PROVIDED RECORDS section start

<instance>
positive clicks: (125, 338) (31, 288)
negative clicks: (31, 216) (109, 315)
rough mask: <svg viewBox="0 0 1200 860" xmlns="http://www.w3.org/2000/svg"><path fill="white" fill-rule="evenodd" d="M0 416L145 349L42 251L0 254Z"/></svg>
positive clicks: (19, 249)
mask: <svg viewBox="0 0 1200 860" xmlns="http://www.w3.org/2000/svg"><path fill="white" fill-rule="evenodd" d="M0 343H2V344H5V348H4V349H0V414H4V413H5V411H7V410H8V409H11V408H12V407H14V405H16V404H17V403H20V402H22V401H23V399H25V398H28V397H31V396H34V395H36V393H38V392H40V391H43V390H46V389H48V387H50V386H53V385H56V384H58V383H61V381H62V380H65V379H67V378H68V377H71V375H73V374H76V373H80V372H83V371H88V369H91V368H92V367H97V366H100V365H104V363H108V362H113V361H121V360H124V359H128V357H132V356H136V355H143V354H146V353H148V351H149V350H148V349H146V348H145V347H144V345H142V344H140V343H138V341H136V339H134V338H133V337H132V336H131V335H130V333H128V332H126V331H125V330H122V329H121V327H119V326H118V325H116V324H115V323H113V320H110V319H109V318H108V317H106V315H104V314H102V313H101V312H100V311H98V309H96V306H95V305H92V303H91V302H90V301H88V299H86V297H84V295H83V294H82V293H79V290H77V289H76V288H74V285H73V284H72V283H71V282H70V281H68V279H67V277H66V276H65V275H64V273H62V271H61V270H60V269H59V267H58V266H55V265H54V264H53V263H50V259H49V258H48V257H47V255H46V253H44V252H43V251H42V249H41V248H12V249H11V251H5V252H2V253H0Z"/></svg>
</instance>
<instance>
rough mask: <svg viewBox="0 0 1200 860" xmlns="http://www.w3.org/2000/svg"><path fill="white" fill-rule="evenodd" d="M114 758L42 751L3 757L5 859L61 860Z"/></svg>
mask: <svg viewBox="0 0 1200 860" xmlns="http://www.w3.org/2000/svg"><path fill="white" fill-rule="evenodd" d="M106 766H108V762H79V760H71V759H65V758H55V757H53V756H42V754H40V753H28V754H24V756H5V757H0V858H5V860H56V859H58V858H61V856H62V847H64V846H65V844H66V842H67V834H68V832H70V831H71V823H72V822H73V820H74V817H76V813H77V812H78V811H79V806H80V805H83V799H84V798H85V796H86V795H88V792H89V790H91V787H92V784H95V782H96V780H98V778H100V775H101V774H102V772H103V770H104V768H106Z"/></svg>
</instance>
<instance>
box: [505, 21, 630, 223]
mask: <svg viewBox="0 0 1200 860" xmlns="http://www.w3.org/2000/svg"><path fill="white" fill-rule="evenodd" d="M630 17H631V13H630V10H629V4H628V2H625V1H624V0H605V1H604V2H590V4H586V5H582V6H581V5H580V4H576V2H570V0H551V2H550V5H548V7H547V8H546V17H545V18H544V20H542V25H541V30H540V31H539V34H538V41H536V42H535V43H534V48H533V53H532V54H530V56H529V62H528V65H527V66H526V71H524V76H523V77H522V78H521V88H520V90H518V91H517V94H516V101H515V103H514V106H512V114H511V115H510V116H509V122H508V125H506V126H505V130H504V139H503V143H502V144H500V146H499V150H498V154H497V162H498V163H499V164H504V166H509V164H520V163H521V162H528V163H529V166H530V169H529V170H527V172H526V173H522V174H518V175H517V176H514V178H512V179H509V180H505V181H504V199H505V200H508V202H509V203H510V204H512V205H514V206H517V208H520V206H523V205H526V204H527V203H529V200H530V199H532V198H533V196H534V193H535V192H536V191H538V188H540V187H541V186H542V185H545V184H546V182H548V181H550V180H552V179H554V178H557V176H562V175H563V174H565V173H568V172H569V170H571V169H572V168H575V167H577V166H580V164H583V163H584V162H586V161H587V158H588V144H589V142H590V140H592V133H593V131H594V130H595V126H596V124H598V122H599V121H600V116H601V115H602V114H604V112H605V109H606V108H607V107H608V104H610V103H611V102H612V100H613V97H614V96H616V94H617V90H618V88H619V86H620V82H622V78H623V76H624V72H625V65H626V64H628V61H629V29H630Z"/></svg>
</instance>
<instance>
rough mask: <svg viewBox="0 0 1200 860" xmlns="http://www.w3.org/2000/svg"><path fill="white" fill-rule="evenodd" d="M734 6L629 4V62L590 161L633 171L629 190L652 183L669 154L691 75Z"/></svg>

PROVIDED RECORDS section end

Rewrite all of the data above, replacing "rough mask" with "coarse mask" and keeping everything else the same.

<instance>
positive clicks: (125, 338) (31, 288)
negative clicks: (31, 216) (109, 315)
coarse mask: <svg viewBox="0 0 1200 860" xmlns="http://www.w3.org/2000/svg"><path fill="white" fill-rule="evenodd" d="M0 416L145 349L42 251L0 254Z"/></svg>
positive clicks: (19, 249)
mask: <svg viewBox="0 0 1200 860" xmlns="http://www.w3.org/2000/svg"><path fill="white" fill-rule="evenodd" d="M0 343H2V344H5V348H4V349H0V414H4V413H5V411H7V410H8V409H11V408H12V407H14V405H16V404H17V403H20V402H22V401H23V399H25V398H28V397H31V396H34V395H36V393H38V392H40V391H43V390H46V389H48V387H50V386H53V385H56V384H58V383H61V381H62V380H65V379H67V378H68V377H71V375H73V374H76V373H80V372H83V371H88V369H91V368H92V367H97V366H100V365H104V363H108V362H113V361H121V360H124V359H128V357H132V356H136V355H143V354H146V353H148V351H149V350H148V349H146V348H145V347H144V345H142V344H140V343H138V341H136V339H134V338H133V337H132V336H131V335H130V333H128V332H126V331H125V330H122V329H121V327H119V326H118V325H116V324H115V323H113V320H110V319H109V318H108V317H106V315H104V314H102V313H101V312H100V311H98V309H96V306H95V305H92V303H91V302H90V301H88V299H86V297H84V295H83V294H82V293H79V290H77V289H76V288H74V285H73V284H72V283H71V282H70V281H68V279H67V277H66V276H65V275H64V273H62V271H61V270H60V269H59V267H58V266H55V265H54V264H53V263H50V259H49V258H48V257H47V255H46V253H44V252H43V251H42V249H41V248H12V249H11V251H5V252H2V253H0Z"/></svg>
</instance>
<instance>
coarse mask: <svg viewBox="0 0 1200 860" xmlns="http://www.w3.org/2000/svg"><path fill="white" fill-rule="evenodd" d="M114 758L42 751L3 757L5 859L61 860Z"/></svg>
mask: <svg viewBox="0 0 1200 860" xmlns="http://www.w3.org/2000/svg"><path fill="white" fill-rule="evenodd" d="M106 766H108V762H79V760H71V759H65V758H55V757H53V756H42V754H40V753H28V754H24V756H5V757H0V858H5V860H56V859H58V858H61V856H62V847H64V846H65V844H66V842H67V834H68V832H70V831H71V823H72V822H73V820H74V817H76V813H77V812H78V811H79V806H80V805H83V799H84V798H85V796H86V795H88V792H89V790H91V787H92V784H95V782H96V780H98V778H100V775H101V774H102V772H103V770H104V768H106Z"/></svg>
</instance>
<instance>
box: [505, 21, 630, 223]
mask: <svg viewBox="0 0 1200 860" xmlns="http://www.w3.org/2000/svg"><path fill="white" fill-rule="evenodd" d="M630 17H631V13H630V10H629V4H628V2H625V1H624V0H605V1H604V2H590V4H586V5H582V6H581V5H580V4H576V2H570V0H551V2H550V5H548V7H547V8H546V17H545V18H544V20H542V25H541V30H540V31H539V34H538V41H536V42H535V43H534V48H533V53H532V54H530V56H529V62H528V65H527V66H526V71H524V76H523V77H522V78H521V88H520V90H518V91H517V94H516V101H515V103H514V106H512V114H511V115H510V116H509V122H508V125H506V126H505V130H504V139H503V143H502V144H500V146H499V150H498V154H497V162H498V163H499V164H504V166H509V164H520V163H521V162H528V163H529V166H530V169H529V170H527V172H526V173H522V174H518V175H517V176H514V178H512V179H509V180H505V181H504V199H505V200H508V202H509V203H510V204H512V205H514V206H517V208H520V206H523V205H526V204H527V203H529V200H530V199H532V198H533V196H534V193H535V192H536V191H538V188H540V187H541V186H542V185H545V184H546V182H548V181H550V180H552V179H554V178H557V176H562V175H563V174H565V173H568V172H569V170H571V169H572V168H575V167H577V166H580V164H583V163H584V162H586V161H587V158H588V144H589V142H590V140H592V133H593V131H594V130H595V126H596V124H598V122H599V121H600V116H601V115H602V114H604V112H605V109H606V108H607V107H608V104H610V103H611V102H612V100H613V97H614V96H616V94H617V90H618V88H619V86H620V82H622V78H623V76H624V72H625V65H626V64H628V61H629V29H630Z"/></svg>
</instance>
<instance>
coarse mask: <svg viewBox="0 0 1200 860" xmlns="http://www.w3.org/2000/svg"><path fill="white" fill-rule="evenodd" d="M734 6L629 4V62L590 161L633 171L629 190L652 183L669 154L691 75Z"/></svg>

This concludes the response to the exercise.